*** RECORDS FOR THE TASK

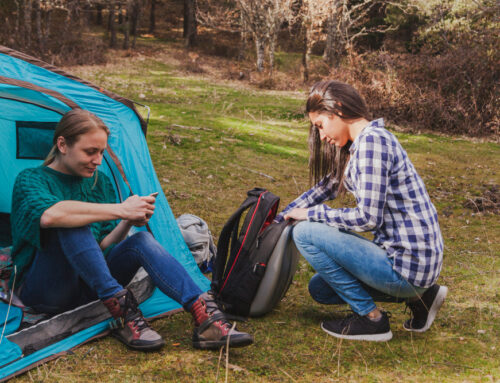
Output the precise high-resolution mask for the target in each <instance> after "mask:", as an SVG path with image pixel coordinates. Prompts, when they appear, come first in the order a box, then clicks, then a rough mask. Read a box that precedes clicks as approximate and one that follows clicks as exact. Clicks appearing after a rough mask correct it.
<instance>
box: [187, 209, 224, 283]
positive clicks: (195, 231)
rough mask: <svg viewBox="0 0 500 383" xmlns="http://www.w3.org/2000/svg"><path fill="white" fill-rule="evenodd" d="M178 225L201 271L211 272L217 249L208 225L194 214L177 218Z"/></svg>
mask: <svg viewBox="0 0 500 383" xmlns="http://www.w3.org/2000/svg"><path fill="white" fill-rule="evenodd" d="M177 225H178V226H179V229H180V230H181V234H182V236H183V237H184V241H185V242H186V244H187V246H188V248H189V250H190V251H191V253H192V254H193V257H194V259H195V261H196V264H197V265H198V267H199V268H200V270H201V271H202V272H203V273H207V272H211V271H212V267H211V266H212V264H213V262H214V260H215V256H216V255H217V248H216V247H215V245H214V240H213V238H212V233H210V230H209V229H208V225H207V223H206V222H205V221H204V220H203V219H201V218H200V217H197V216H195V215H193V214H182V215H181V216H179V217H178V218H177Z"/></svg>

******

EXERCISE GOAL:
Search the data above for lines holding "instance" and copy each of them.

RESPONSE TO THIS EXERCISE:
Output the precise high-resolution mask for the target in each <instance> after "mask:", as an SVG path with image pixel coordinates. Prompts, when they appear, come first in the order a box, then clicks, then a rough mask. Read a box that precedes clicks as approximate and one that follows clicks as exact. Clicks appearing after a rough mask correct it.
<instance>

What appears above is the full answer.